Source document »
______

In applying the second branch of the Moore test, the Tribunal found that the Board had fulfilled its duty to accommodate Grayson to the point of undue hardship. To reach this conclusion, the Tribunal acknowledged the many timely efforts made by the school in an attempt to provide continued access to education.

Among the factors considered by the Tribunal was the involvement of a Board Certified Behaviour Analyst (BCBA) for the creation of a Behaviour Plan, the lengthy meetings conducted by school and Board staff attempting to ensure continued access to education, and the development of the Loop of School Plan, which the Tribunal specifically found to be a “reasonable accommodation.”

The Tribunal also considered that the school had offered three options, including paid home instruction, after Grayson’s retroactive suspension on November 1, 2018, noting that the Board had continued to make reasonable efforts to accommodate throughout this lengthy period. Again denying Khan’s claim that he required tier 3 ABA to be accommodated, the Tribunal agreed with one expert’s assertion that safety issues can preclude the provision of tier three ABA in schools, since ignoring violent behaviour as part of the tier three strategy “would have created a risk of harm to others or to Grayson.”

______

Reproduce the Tribunal ruling summary word for word, everything from "In applying the" down to "access to education.".

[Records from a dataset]
______

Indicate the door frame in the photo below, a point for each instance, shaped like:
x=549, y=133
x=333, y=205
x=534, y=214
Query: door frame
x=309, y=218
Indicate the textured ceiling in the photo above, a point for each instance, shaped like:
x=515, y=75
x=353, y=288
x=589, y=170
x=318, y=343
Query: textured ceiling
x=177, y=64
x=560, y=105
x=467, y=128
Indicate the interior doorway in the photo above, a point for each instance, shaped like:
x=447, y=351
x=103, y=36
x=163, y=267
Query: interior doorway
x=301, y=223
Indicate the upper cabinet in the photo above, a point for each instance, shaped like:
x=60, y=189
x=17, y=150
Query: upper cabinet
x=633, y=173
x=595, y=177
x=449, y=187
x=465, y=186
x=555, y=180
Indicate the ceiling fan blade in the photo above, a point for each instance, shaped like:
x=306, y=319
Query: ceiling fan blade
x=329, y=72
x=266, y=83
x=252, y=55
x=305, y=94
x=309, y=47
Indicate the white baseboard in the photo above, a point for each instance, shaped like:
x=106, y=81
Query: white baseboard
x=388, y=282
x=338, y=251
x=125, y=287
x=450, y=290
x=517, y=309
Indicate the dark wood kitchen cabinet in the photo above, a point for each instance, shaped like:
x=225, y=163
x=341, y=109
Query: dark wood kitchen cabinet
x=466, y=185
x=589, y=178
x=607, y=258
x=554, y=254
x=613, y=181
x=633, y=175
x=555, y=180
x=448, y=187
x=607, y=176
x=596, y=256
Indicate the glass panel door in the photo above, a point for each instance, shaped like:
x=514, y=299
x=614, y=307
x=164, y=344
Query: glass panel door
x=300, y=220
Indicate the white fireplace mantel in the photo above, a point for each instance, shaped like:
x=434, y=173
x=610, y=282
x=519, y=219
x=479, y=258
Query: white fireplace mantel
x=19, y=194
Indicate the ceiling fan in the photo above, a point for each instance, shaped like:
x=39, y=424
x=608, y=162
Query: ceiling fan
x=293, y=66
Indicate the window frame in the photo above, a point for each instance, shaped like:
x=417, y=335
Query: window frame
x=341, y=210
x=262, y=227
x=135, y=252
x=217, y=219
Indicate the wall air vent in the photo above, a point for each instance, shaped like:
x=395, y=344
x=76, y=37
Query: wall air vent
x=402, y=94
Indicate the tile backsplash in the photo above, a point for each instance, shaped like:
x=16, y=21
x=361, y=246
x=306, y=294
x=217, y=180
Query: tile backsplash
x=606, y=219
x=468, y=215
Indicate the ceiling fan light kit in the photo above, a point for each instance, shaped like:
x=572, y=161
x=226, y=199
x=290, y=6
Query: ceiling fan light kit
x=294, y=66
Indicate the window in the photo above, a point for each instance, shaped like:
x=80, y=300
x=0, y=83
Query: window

______

Answer box »
In applying the second branch of the Moore test, the Tribunal found that the Board had fulfilled its duty to accommodate Grayson to the point of undue hardship. To reach this conclusion, the Tribunal acknowledged the many timely efforts made by the school in an attempt to provide continued access to education.